■ **Page text**
★ ★ ★ ★ ★ ★ ★

Ohio Develops Master's Program in Advanced Energy
Ohio is pioneering the development of “green collar” workers and creating new business opportunities by offering the state's first masters degree program in advanced energy.
According to the Ohio Business Development Coalition, the nonprofit organization that markets the state for capital investment, the state's universities and colleges are preparing a gearing up to meet the need for skilled green collar workers through the new programs. The state's long history of manufacturing excellence and large pool of skilled workers create an ideal environment for the growing number of jobs related to advanced energy.
Several Ohio universities are participating in the advanced energy master's degree program. Degrees will be awarded by the University of Dayton and Wright State University, and classes also will be held at Central State University and the Air Force Institute of Technology. Students can enroll in the two-year program on a full-time or part-time basis.
Companies like Lewis Center-based NexTech Materials, which manufactures active components for solid oxide fuel cells (SOFCs), says the advanced energy master's degree program will give students the kind of training they need to succeed in a global economy.
“This program will be a huge benefit not only to Ohio students, but also to the businesses throughout the state operating in the advanced energy industries,” said Bill Dawson, president and chief executive officer of NexTech Materials. “Students can be trained and gain access to jobs without having to look out of state. At the same time, it will be easier for companies working in fuel cells and other advanced energy sources to recruit the best possible workforce.”
Through initiatives such as Ohio Governor Ted Strickland's Energy, Jobs and Progress plan, announced in 2007, Ohio is modernizing its energy infrastructure, ensuring affordable and stable energy prices and attracting renewable energy jobs of the future through an Advanced Energy Portfolio Standard.
One of the most significant initiatives supporting Ohio's renewable energy industry and future job force is the state's Third Frontier Project, a 10-year, $1.6 billion initiative to help catalyze connections between companies and academia. The project is the state's largest-ever commitment to expand high-tech research capabilities, promote innovation, company formation and create high-paying jobs. Many of those jobs will be filled by Ohio's developing green collar workforce.

★ ★ ★ ★ ★ ★ ★

■ **Task details**
Answer from the advanced energy article:
1. Which two universities will award the master's degrees?
2. What does NexTech Materials manufacture?
3. How long does the Third Frontier Project run, and how much does it cost?

★ ★ ★ ★ ★ ★ ★

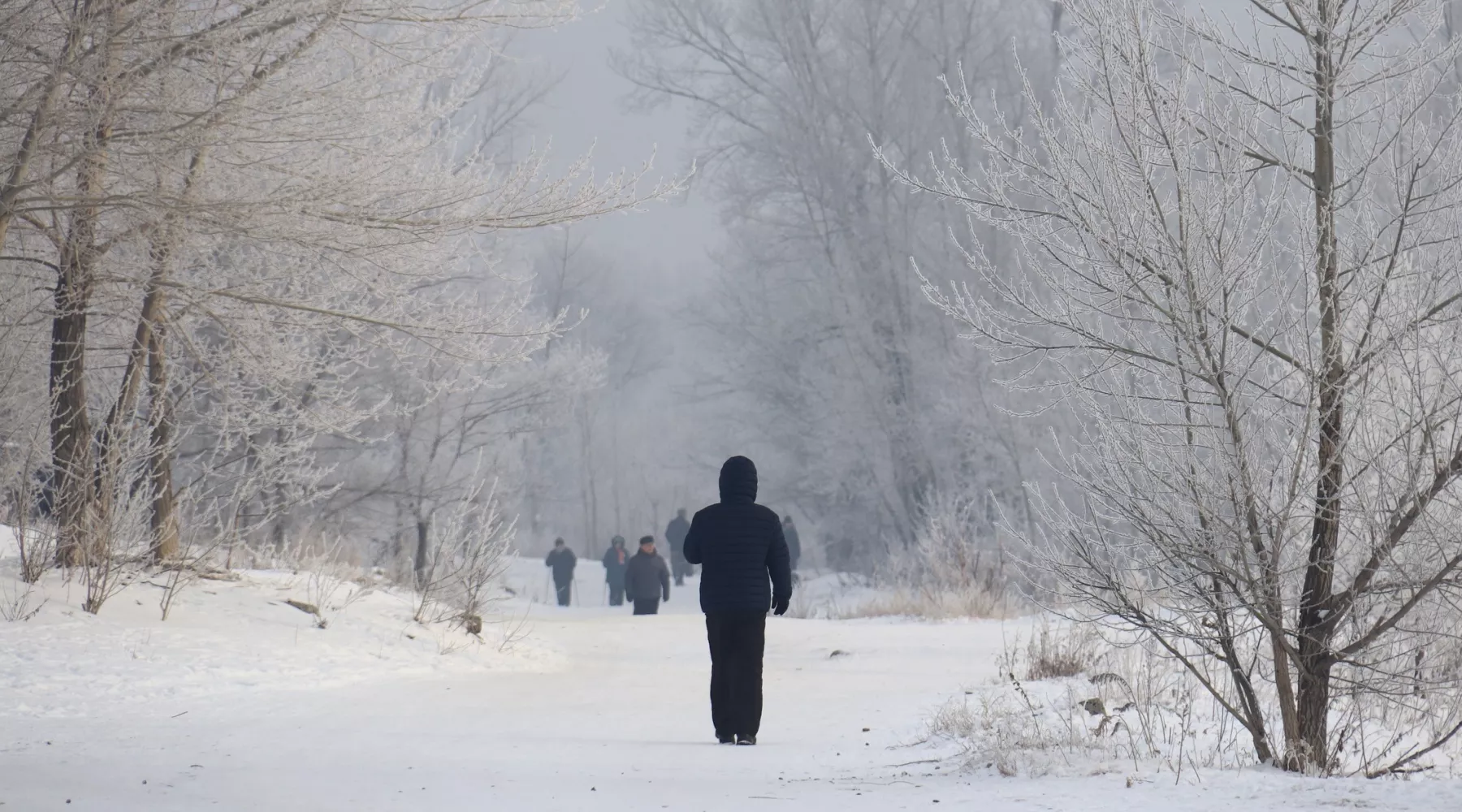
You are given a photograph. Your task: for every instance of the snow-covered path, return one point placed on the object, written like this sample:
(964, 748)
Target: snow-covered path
(619, 724)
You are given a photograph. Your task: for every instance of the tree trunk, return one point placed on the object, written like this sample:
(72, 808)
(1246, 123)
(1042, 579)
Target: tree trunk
(423, 551)
(1316, 624)
(160, 460)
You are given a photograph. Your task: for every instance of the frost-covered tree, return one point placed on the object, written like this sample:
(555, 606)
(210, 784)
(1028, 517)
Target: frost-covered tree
(226, 212)
(864, 411)
(1240, 263)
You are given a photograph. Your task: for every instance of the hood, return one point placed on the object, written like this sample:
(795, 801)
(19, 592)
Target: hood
(738, 481)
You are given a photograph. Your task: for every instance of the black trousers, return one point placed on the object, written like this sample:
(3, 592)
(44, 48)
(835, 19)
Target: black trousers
(647, 607)
(737, 643)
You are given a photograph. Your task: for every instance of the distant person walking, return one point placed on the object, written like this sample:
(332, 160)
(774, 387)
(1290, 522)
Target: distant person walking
(676, 538)
(614, 564)
(562, 561)
(745, 568)
(794, 543)
(647, 579)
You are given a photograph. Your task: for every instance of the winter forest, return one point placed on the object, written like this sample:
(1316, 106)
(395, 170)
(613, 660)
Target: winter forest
(1100, 360)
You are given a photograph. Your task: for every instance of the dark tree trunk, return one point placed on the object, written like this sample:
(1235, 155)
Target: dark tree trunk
(1316, 627)
(160, 460)
(423, 551)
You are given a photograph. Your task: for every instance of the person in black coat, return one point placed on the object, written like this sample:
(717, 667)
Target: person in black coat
(647, 579)
(614, 563)
(562, 559)
(794, 543)
(745, 570)
(676, 538)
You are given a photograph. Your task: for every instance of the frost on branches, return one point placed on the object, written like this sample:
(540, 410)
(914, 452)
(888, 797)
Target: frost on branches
(1240, 265)
(218, 221)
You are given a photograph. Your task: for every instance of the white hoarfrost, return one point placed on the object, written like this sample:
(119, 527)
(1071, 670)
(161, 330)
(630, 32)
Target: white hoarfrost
(240, 702)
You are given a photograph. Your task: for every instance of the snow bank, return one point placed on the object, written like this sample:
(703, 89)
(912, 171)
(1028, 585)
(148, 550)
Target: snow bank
(224, 637)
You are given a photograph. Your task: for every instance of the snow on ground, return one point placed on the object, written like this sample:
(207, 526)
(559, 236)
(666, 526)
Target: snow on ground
(237, 703)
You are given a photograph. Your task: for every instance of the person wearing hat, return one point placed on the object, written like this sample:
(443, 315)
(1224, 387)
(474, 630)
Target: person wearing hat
(614, 564)
(647, 579)
(562, 561)
(745, 570)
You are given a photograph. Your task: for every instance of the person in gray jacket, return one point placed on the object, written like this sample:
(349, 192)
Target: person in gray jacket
(647, 579)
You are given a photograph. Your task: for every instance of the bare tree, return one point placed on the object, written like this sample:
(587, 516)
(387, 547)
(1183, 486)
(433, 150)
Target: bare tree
(266, 197)
(1240, 265)
(820, 351)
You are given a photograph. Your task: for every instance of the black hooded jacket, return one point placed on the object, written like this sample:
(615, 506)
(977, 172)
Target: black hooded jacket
(740, 546)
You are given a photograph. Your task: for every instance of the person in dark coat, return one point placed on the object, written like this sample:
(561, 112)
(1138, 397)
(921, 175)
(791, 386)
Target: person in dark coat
(794, 545)
(614, 563)
(676, 538)
(745, 568)
(562, 559)
(647, 579)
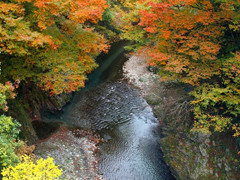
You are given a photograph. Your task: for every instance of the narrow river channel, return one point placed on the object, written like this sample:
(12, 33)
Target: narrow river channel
(124, 120)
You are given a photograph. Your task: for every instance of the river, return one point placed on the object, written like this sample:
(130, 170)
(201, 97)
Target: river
(124, 120)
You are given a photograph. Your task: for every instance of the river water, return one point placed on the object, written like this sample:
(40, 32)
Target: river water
(124, 120)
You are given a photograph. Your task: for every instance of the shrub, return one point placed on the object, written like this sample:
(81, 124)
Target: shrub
(27, 169)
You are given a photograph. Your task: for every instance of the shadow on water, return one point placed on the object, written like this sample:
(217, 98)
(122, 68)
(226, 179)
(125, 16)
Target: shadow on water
(124, 120)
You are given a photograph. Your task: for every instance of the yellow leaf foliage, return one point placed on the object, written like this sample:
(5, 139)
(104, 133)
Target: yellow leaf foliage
(42, 169)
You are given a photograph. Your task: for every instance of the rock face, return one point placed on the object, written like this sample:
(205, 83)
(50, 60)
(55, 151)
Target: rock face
(189, 155)
(29, 104)
(74, 152)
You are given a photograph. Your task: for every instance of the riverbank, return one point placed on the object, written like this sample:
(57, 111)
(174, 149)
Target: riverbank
(189, 155)
(74, 151)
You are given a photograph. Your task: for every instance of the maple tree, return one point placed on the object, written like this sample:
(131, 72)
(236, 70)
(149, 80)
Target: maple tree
(192, 41)
(51, 42)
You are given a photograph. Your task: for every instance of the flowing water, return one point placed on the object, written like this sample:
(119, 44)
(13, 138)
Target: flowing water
(124, 120)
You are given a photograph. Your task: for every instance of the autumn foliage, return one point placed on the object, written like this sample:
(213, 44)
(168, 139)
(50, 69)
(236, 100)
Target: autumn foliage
(193, 42)
(50, 42)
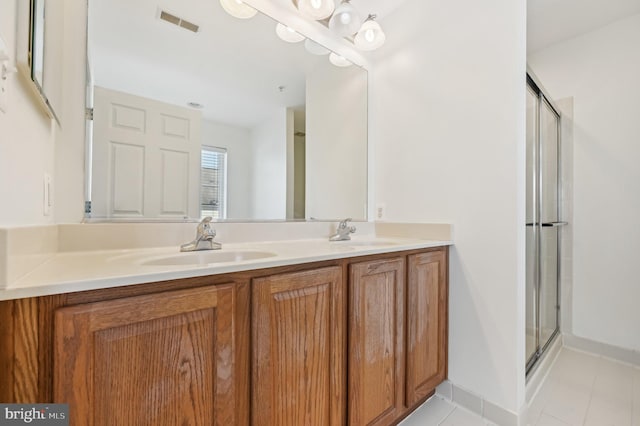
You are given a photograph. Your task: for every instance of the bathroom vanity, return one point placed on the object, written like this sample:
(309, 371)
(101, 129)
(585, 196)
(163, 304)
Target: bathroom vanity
(356, 337)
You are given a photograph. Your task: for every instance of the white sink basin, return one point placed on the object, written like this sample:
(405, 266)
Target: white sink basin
(207, 257)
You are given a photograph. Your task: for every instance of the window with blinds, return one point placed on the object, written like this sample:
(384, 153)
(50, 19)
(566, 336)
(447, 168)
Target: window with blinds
(213, 182)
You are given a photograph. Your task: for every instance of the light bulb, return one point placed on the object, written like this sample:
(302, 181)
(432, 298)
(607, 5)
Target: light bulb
(345, 20)
(370, 35)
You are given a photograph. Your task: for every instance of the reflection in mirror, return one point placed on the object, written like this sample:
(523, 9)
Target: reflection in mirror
(44, 61)
(37, 43)
(197, 113)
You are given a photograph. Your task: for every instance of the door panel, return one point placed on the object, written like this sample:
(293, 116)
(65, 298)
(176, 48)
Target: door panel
(298, 335)
(531, 331)
(153, 157)
(548, 164)
(179, 346)
(376, 342)
(426, 324)
(548, 283)
(542, 220)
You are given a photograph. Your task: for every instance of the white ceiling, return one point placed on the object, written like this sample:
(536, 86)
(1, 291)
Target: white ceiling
(553, 21)
(233, 67)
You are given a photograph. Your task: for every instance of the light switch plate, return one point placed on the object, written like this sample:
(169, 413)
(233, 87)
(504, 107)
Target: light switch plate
(48, 191)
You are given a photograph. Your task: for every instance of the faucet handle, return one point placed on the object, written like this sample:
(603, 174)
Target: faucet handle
(343, 223)
(205, 229)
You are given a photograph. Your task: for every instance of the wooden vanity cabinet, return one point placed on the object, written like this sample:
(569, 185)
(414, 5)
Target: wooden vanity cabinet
(376, 341)
(167, 358)
(427, 329)
(299, 348)
(398, 330)
(344, 342)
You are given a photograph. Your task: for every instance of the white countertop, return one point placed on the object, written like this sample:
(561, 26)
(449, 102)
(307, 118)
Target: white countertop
(73, 271)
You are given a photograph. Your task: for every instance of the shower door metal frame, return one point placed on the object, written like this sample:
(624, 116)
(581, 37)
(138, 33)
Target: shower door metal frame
(537, 224)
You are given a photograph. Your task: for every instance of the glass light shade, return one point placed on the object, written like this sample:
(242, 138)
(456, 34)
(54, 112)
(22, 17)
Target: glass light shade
(370, 36)
(316, 9)
(288, 34)
(238, 9)
(339, 61)
(345, 20)
(314, 48)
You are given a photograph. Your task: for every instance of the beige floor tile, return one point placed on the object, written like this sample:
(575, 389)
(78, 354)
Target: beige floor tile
(568, 402)
(431, 413)
(462, 417)
(547, 420)
(608, 411)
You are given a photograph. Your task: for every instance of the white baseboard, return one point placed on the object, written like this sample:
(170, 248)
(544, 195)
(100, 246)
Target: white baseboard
(628, 356)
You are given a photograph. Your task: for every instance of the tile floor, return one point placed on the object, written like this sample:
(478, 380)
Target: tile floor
(581, 390)
(587, 390)
(439, 412)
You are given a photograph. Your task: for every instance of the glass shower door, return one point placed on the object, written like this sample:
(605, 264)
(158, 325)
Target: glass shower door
(531, 230)
(549, 224)
(542, 223)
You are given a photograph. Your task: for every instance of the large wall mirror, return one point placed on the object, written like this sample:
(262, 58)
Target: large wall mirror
(42, 66)
(198, 113)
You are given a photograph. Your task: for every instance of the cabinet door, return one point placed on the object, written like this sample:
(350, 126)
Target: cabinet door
(376, 342)
(298, 336)
(426, 324)
(162, 359)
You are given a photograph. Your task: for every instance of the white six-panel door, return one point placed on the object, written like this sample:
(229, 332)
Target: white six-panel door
(146, 158)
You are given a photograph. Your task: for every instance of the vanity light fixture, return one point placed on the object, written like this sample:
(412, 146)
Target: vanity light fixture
(315, 48)
(316, 9)
(238, 9)
(288, 34)
(370, 36)
(345, 20)
(339, 61)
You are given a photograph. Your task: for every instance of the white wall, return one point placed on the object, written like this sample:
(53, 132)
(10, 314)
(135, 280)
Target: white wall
(269, 142)
(600, 70)
(69, 179)
(237, 141)
(448, 120)
(26, 141)
(336, 117)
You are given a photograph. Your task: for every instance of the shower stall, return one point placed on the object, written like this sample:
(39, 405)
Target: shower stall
(543, 223)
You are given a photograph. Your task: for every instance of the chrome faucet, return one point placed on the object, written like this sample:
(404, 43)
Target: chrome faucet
(204, 238)
(343, 231)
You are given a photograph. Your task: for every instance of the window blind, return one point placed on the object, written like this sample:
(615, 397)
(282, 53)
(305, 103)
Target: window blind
(213, 186)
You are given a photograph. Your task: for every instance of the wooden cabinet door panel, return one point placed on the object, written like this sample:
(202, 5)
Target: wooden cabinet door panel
(376, 342)
(298, 335)
(161, 359)
(426, 324)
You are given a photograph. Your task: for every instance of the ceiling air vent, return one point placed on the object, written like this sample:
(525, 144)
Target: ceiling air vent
(172, 19)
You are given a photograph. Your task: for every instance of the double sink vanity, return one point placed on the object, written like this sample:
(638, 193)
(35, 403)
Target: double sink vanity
(282, 332)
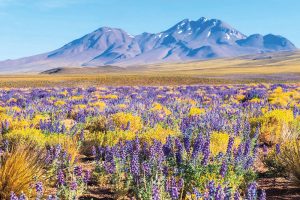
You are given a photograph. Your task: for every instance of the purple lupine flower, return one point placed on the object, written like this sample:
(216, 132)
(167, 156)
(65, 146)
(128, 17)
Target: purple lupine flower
(230, 145)
(13, 196)
(277, 149)
(197, 193)
(179, 151)
(73, 185)
(22, 196)
(265, 150)
(206, 152)
(167, 148)
(187, 144)
(237, 196)
(134, 164)
(227, 193)
(211, 188)
(263, 195)
(39, 188)
(146, 168)
(52, 197)
(218, 193)
(87, 176)
(155, 193)
(78, 171)
(255, 151)
(247, 147)
(223, 169)
(252, 191)
(197, 146)
(94, 151)
(174, 193)
(249, 162)
(57, 151)
(60, 178)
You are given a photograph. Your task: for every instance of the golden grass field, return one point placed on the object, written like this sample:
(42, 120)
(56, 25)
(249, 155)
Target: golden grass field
(277, 67)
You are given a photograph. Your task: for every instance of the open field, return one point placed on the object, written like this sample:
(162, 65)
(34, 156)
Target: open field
(219, 129)
(144, 143)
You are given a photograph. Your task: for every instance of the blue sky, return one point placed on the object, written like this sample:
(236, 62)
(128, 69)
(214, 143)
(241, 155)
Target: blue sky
(31, 27)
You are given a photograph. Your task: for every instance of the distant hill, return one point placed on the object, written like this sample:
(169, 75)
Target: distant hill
(186, 41)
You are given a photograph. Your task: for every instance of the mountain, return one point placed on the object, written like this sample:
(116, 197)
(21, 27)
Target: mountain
(187, 40)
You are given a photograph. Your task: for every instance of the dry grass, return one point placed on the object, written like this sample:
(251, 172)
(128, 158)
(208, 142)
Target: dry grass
(18, 170)
(282, 67)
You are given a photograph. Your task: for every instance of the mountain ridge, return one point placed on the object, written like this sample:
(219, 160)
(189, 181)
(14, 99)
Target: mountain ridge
(187, 40)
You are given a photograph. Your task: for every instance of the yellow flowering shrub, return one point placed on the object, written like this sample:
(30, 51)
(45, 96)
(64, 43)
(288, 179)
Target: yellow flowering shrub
(109, 138)
(240, 97)
(2, 110)
(157, 107)
(122, 119)
(26, 136)
(272, 124)
(15, 109)
(219, 143)
(122, 106)
(77, 98)
(158, 133)
(110, 96)
(99, 104)
(278, 97)
(59, 103)
(37, 118)
(37, 138)
(196, 111)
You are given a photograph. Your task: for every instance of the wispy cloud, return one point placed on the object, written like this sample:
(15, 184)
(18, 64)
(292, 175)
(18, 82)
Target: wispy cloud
(44, 4)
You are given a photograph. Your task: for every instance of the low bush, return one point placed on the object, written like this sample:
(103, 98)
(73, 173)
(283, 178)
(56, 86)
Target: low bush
(19, 169)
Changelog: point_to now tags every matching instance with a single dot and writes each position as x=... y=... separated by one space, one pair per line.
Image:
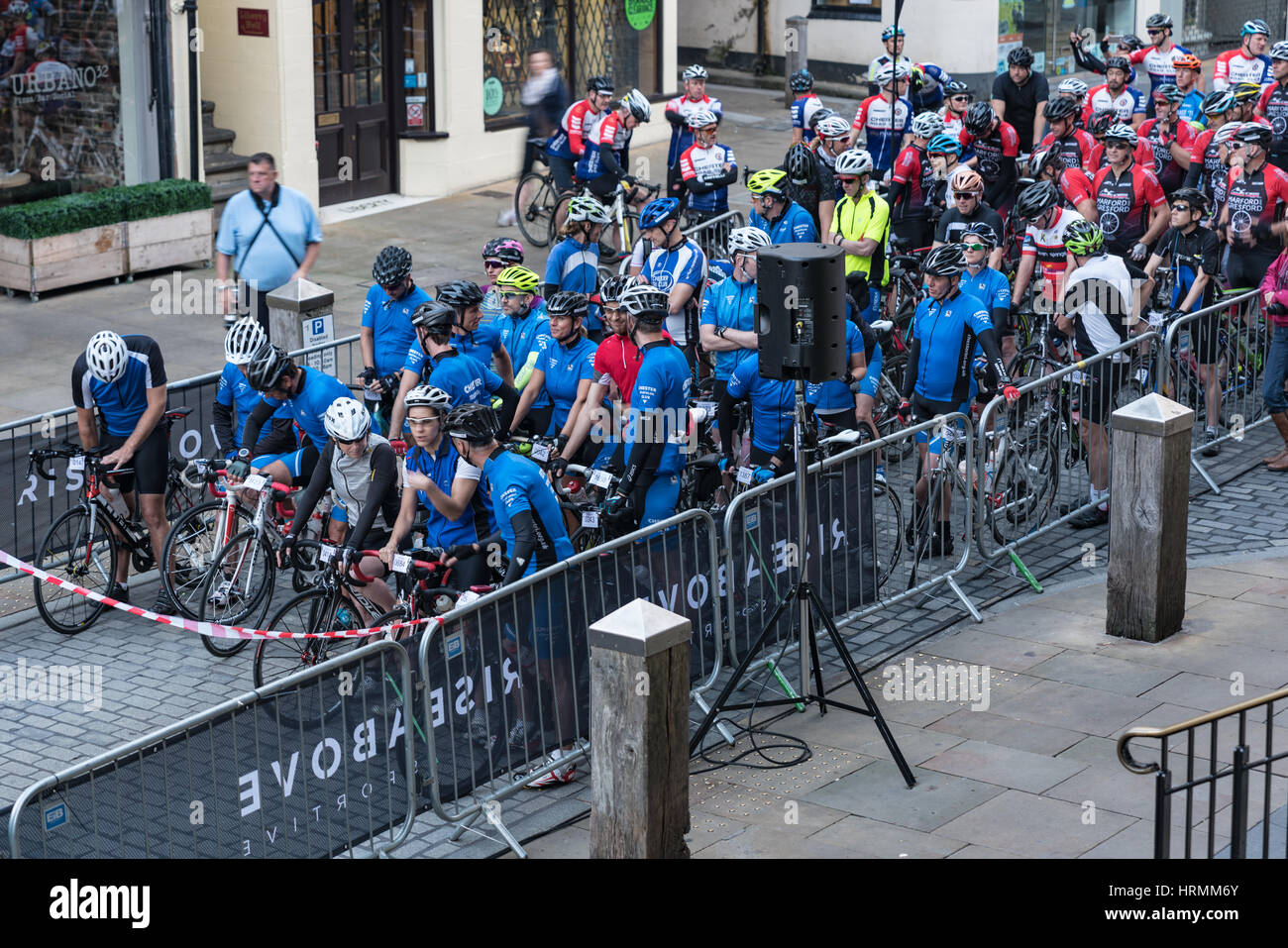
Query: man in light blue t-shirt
x=268 y=235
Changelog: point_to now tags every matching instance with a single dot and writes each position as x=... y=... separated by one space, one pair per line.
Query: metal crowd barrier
x=1031 y=464
x=1237 y=355
x=505 y=681
x=313 y=766
x=1202 y=772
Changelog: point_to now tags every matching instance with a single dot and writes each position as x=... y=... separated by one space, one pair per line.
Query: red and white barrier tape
x=210 y=629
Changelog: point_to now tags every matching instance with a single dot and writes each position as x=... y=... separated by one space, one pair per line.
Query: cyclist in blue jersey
x=774 y=213
x=386 y=333
x=566 y=372
x=657 y=420
x=124 y=377
x=678 y=266
x=728 y=318
x=533 y=533
x=235 y=394
x=305 y=393
x=574 y=263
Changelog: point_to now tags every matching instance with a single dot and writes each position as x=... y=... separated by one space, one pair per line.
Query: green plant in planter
x=71 y=213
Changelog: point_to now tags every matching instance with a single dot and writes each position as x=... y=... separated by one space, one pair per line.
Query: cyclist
x=678 y=112
x=566 y=371
x=124 y=377
x=1073 y=145
x=939 y=377
x=1273 y=104
x=1254 y=204
x=603 y=163
x=677 y=266
x=1129 y=202
x=881 y=124
x=574 y=262
x=1102 y=300
x=1020 y=97
x=911 y=180
x=804 y=106
x=532 y=530
x=1073 y=181
x=386 y=333
x=1116 y=95
x=862 y=228
x=1248 y=63
x=575 y=130
x=1193 y=258
x=235 y=394
x=1168 y=138
x=361 y=471
x=498 y=253
x=707 y=168
x=658 y=416
x=728 y=321
x=997 y=150
x=956 y=102
x=443 y=484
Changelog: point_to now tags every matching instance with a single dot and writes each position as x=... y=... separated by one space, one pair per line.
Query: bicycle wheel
x=81 y=557
x=237 y=588
x=191 y=545
x=536 y=215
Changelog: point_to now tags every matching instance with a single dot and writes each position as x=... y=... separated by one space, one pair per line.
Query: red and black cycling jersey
x=1074 y=149
x=1124 y=202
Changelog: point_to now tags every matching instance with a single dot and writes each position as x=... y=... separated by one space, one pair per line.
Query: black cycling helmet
x=391 y=266
x=947 y=261
x=802 y=165
x=802 y=81
x=568 y=303
x=436 y=317
x=1020 y=56
x=267 y=365
x=1037 y=200
x=460 y=294
x=476 y=424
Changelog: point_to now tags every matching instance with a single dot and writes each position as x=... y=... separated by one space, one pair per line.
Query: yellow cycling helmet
x=768 y=181
x=518 y=277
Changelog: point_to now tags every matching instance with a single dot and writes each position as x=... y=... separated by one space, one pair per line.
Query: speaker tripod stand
x=810 y=612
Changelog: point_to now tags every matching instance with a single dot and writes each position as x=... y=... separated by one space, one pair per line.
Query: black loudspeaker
x=800 y=312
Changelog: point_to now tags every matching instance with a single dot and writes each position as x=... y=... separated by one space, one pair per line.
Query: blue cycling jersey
x=309 y=406
x=947 y=334
x=236 y=393
x=443 y=467
x=773 y=404
x=515 y=484
x=732 y=304
x=121 y=402
x=797 y=226
x=389 y=322
x=575 y=266
x=662 y=390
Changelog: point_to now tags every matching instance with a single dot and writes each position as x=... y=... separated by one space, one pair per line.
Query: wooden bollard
x=1149 y=497
x=639 y=733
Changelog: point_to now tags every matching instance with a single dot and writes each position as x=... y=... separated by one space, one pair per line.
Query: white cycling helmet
x=746 y=240
x=927 y=125
x=243 y=339
x=853 y=161
x=107 y=356
x=347 y=419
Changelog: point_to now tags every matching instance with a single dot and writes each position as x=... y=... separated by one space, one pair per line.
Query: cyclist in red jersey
x=1128 y=198
x=1168 y=138
x=1254 y=205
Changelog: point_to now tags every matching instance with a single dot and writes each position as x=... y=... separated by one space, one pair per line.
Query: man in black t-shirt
x=1020 y=97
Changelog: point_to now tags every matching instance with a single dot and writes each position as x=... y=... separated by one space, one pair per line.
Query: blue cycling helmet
x=656 y=213
x=944 y=143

★ ★ ★ ★ ★ ★ ★

■ **Task answer**
1. The University of Dayton and Wright State University.
2. Active components for solid oxide fuel cells (SOFCs).
3. 10 years; $1.6 billion.